-- START OF DATASET ENTRIES --
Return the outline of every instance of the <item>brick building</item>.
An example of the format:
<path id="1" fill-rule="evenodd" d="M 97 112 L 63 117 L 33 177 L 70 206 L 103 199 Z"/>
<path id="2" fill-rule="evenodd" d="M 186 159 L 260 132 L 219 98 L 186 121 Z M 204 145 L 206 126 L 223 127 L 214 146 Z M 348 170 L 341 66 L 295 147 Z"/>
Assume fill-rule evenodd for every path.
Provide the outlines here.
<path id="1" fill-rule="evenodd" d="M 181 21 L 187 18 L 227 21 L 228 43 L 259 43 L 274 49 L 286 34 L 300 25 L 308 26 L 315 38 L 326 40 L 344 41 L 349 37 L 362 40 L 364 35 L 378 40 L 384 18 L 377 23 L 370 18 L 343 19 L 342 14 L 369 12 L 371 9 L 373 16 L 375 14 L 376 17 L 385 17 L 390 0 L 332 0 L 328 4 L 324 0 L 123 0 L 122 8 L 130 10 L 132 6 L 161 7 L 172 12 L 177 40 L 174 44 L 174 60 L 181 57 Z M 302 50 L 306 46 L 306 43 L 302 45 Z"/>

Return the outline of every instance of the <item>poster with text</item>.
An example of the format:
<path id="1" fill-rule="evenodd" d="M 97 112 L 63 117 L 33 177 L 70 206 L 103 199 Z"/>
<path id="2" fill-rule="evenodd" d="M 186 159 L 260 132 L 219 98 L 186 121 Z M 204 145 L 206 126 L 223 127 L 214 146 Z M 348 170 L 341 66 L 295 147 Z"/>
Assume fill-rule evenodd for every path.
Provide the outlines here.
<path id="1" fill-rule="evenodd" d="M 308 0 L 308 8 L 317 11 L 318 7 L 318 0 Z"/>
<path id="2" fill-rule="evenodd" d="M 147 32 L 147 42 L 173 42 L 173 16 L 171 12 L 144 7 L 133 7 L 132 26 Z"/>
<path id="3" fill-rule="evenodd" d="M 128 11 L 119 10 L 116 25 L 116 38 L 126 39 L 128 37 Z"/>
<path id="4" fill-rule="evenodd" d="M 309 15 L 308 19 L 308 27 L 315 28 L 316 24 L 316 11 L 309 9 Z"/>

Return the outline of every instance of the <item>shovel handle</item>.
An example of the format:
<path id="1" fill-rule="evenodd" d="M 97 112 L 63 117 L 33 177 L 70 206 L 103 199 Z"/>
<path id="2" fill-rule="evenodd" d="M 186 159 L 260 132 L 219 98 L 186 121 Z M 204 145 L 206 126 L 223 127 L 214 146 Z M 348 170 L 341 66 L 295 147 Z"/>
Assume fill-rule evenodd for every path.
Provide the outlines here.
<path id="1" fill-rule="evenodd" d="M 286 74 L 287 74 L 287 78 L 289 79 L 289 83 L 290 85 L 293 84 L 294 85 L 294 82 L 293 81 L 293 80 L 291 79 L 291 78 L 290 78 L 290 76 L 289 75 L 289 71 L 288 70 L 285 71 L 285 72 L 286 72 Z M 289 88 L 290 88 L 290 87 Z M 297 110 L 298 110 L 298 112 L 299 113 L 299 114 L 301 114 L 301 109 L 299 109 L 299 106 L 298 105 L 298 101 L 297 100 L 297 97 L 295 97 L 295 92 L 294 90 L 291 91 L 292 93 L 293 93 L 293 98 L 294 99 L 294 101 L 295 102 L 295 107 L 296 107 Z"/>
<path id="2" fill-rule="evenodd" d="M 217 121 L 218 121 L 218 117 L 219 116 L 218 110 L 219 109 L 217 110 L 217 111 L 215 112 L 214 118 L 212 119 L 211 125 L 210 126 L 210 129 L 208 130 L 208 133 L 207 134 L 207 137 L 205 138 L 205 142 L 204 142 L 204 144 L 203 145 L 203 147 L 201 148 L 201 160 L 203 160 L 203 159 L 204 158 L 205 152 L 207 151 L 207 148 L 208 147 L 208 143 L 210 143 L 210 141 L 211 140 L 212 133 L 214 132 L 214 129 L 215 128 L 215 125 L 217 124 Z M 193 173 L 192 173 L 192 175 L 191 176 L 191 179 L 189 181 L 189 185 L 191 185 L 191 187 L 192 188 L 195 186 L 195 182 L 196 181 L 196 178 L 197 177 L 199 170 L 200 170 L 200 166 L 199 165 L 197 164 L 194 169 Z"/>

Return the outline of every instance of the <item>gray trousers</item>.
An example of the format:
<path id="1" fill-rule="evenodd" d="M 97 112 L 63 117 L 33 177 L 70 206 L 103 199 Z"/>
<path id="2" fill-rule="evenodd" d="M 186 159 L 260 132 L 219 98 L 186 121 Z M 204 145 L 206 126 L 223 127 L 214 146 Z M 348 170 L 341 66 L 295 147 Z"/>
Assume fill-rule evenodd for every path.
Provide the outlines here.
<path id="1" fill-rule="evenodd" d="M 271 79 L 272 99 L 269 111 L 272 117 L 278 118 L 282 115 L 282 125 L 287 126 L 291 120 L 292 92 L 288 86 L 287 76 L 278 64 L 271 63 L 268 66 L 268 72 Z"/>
-- END OF DATASET ENTRIES --
- WHAT IS NEEDED
Reproduce all of the data above, substituting "occurrence" for every occurrence of "instance" and leaving everything else unchanged.

- EXERCISE SOLUTION
Return the outline of every occurrence of the <item>brick building</item>.
An example of the format:
<path id="1" fill-rule="evenodd" d="M 97 112 L 63 117 L 33 177 L 70 206 L 103 199 Z"/>
<path id="2" fill-rule="evenodd" d="M 186 159 L 260 132 L 219 98 L 186 121 Z M 204 145 L 206 126 L 223 127 L 214 146 Z M 348 170 L 341 66 L 295 147 Z"/>
Assume fill-rule evenodd for every path.
Provide the outlines here.
<path id="1" fill-rule="evenodd" d="M 181 21 L 187 18 L 227 21 L 228 43 L 259 43 L 274 49 L 286 34 L 300 25 L 308 26 L 315 38 L 326 40 L 344 41 L 349 37 L 362 40 L 364 35 L 378 40 L 384 18 L 377 23 L 370 18 L 343 19 L 342 14 L 369 12 L 371 9 L 373 16 L 375 14 L 376 17 L 385 17 L 390 0 L 332 0 L 328 4 L 324 0 L 123 0 L 122 8 L 130 10 L 132 6 L 161 7 L 172 12 L 177 40 L 174 44 L 174 60 L 181 57 Z M 302 50 L 306 46 L 306 43 L 302 45 Z"/>

Return the outline of every occurrence of the <item>poster with text</item>.
An example of the format:
<path id="1" fill-rule="evenodd" d="M 97 112 L 63 117 L 33 177 L 70 206 L 103 199 Z"/>
<path id="2" fill-rule="evenodd" d="M 186 159 L 260 132 L 219 98 L 186 121 Z M 204 145 L 206 126 L 223 127 L 214 146 Z M 348 170 L 341 66 L 295 147 Z"/>
Assume fill-rule evenodd for every path.
Provide the outlines here.
<path id="1" fill-rule="evenodd" d="M 308 0 L 308 8 L 317 11 L 318 7 L 318 0 Z"/>
<path id="2" fill-rule="evenodd" d="M 147 32 L 147 42 L 173 42 L 173 16 L 171 12 L 144 7 L 133 7 L 132 26 Z"/>
<path id="3" fill-rule="evenodd" d="M 128 11 L 119 10 L 116 25 L 116 38 L 126 39 L 128 37 Z"/>
<path id="4" fill-rule="evenodd" d="M 309 15 L 308 19 L 308 27 L 315 28 L 316 24 L 316 11 L 309 9 Z"/>

Return the outline of every occurrence of the <item>shovel handle</item>.
An example of the format:
<path id="1" fill-rule="evenodd" d="M 97 112 L 63 117 L 33 177 L 70 206 L 103 199 Z"/>
<path id="2" fill-rule="evenodd" d="M 186 159 L 260 132 L 219 98 L 186 121 Z M 204 145 L 206 126 L 223 127 L 214 146 Z M 348 170 L 341 66 L 295 147 Z"/>
Assume fill-rule evenodd for every path.
Provide the outlines here.
<path id="1" fill-rule="evenodd" d="M 286 74 L 287 74 L 287 78 L 289 79 L 289 83 L 290 85 L 293 84 L 294 85 L 294 82 L 293 81 L 293 80 L 291 79 L 291 78 L 290 78 L 290 76 L 289 75 L 289 71 L 288 70 L 285 71 L 285 72 L 286 72 Z M 289 88 L 290 88 L 290 87 Z M 297 110 L 298 110 L 298 112 L 299 113 L 299 114 L 301 114 L 301 109 L 299 109 L 299 106 L 298 105 L 298 101 L 297 100 L 297 97 L 295 97 L 295 92 L 294 90 L 291 91 L 292 93 L 293 93 L 293 98 L 294 99 L 294 101 L 295 102 L 295 107 L 296 107 Z"/>
<path id="2" fill-rule="evenodd" d="M 217 121 L 218 121 L 218 117 L 219 116 L 218 110 L 219 109 L 217 110 L 217 111 L 215 112 L 214 118 L 212 119 L 211 125 L 210 126 L 210 129 L 208 130 L 208 133 L 207 134 L 207 137 L 205 138 L 205 142 L 204 142 L 204 144 L 203 145 L 203 147 L 201 148 L 201 160 L 203 160 L 203 159 L 204 158 L 205 152 L 207 151 L 207 148 L 208 147 L 208 143 L 210 143 L 210 141 L 211 140 L 212 133 L 214 132 L 214 129 L 215 128 L 215 125 L 217 124 Z M 193 173 L 192 173 L 192 175 L 191 176 L 191 179 L 189 181 L 189 185 L 191 185 L 191 187 L 192 188 L 195 186 L 195 182 L 196 181 L 196 178 L 197 177 L 199 170 L 200 170 L 200 166 L 199 165 L 197 164 L 194 169 Z"/>

Return the outline of every occurrence of the <item>gray trousers</item>.
An example of the format:
<path id="1" fill-rule="evenodd" d="M 97 112 L 63 117 L 33 177 L 70 206 L 103 199 Z"/>
<path id="2" fill-rule="evenodd" d="M 186 159 L 260 132 L 219 98 L 186 121 Z M 204 145 L 206 126 L 223 127 L 214 146 Z M 348 170 L 341 66 L 295 147 Z"/>
Assume fill-rule evenodd for every path.
Provide the outlines here.
<path id="1" fill-rule="evenodd" d="M 271 79 L 272 99 L 269 111 L 272 117 L 278 118 L 282 115 L 282 125 L 287 126 L 291 120 L 292 92 L 288 86 L 287 76 L 278 64 L 271 63 L 268 66 L 268 72 Z"/>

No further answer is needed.